## PROVIDED TEXT
☆ ☆ ☆ ☆ ☆ ☆ ☆

Hepatitis D infection

Hepatitis D virus infection occurs in two forms: firstly, it is caused by the co-infection with hepatitis B and hepatitis D virus, and this results in a more severe acute hepatitis infection with a higher mortality rate than seen with acute hepatitis B infection alone that rarely results in chronic infection.

The second form of hepatitis D infection is a superinfection (second infection superimposed on an earlier one) of hepatitis D virus in a hepatitis B virus carrier, and can be termed as a severe “acute” hepatitis in previously asymptomatic hepatitis B virus carriers, or as an exacerbation of underlying chronic hepatitis B.

Hepatitis D virus can cause a chronic, acute or dual infection. Acute hepatitis D is a short-term infection, whereas chronic hepatitis D is a long-lasting infection. Chronic hepatitis D occurs when the body is not able to fight off the virus, and the virus does not go away. People who have chronic hepatitis B alone less prone to complications compared to those who have both chronic hepatitis B and D.

Symptoms of hepatitis D infection

Usually, symptoms of acute hepatitis D recover within 1 to 3 months. The symptoms of chronic hepatitis D are relatively mild, and occur in waves.  Most of the symptoms of hepatitis D are mistakenly referred to more common illnesses such as flu or gastroenteritis. In rare cases, patients with hepatitis D experience no symptoms at all.

Hepatitis D symptoms are not easily differentiable from hepatitis A and B infection. The symptoms of acute hepatitis D infection include:

  • High body temperature (100.4°F or above)
  • Fatigue (feeling of tiredness)
  • Loss of appetite (reduced desire to eat)

☆ ☆ ☆ ☆ ☆ ☆ ☆

## INFORMATION GIVEN
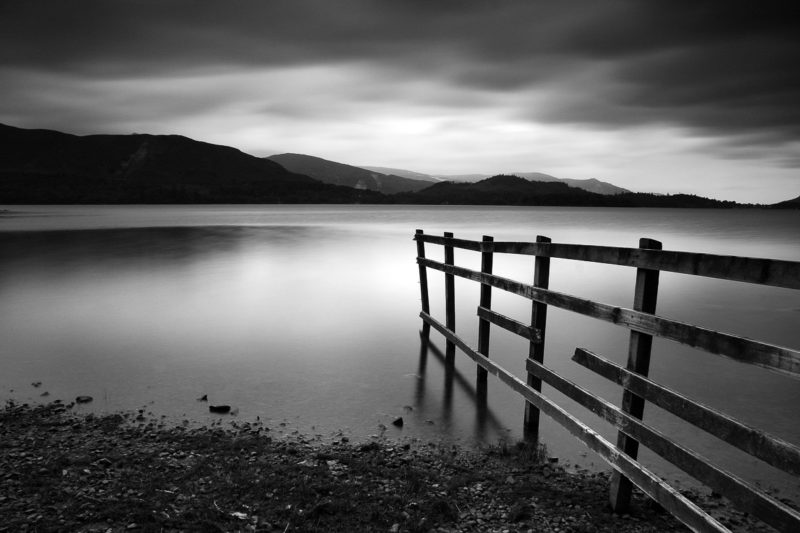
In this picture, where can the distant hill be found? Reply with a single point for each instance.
(500, 190)
(410, 174)
(514, 190)
(794, 203)
(591, 185)
(49, 167)
(44, 166)
(347, 175)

☆ ☆ ☆ ☆ ☆ ☆ ☆

## TASKS
(a) Reproduce the passage on hepatitis D word for word, from "Symptoms of hepatitis D infection" down to "(feeling of tiredness)".
(b) According to the passage on hepatitis D, within what period do symptoms of acute hepatitis D usually recover?

## RESPONSES BY TASK
(a)
Symptoms of hepatitis D infection

Usually, symptoms of acute hepatitis D recover within 1 to 3 months. The symptoms of chronic hepatitis D are relatively mild, and occur in waves.  Most of the symptoms of hepatitis D are mistakenly referred to more common illnesses such as flu or gastroenteritis. In rare cases, patients with hepatitis D experience no symptoms at all.

Hepatitis D symptoms are not easily differentiable from hepatitis A and B infection. The symptoms of acute hepatitis D infection include:

  • High body temperature (100.4°F or above)
  • Fatigue (feeling of tiredness)

(b) Within 1 to 3 months.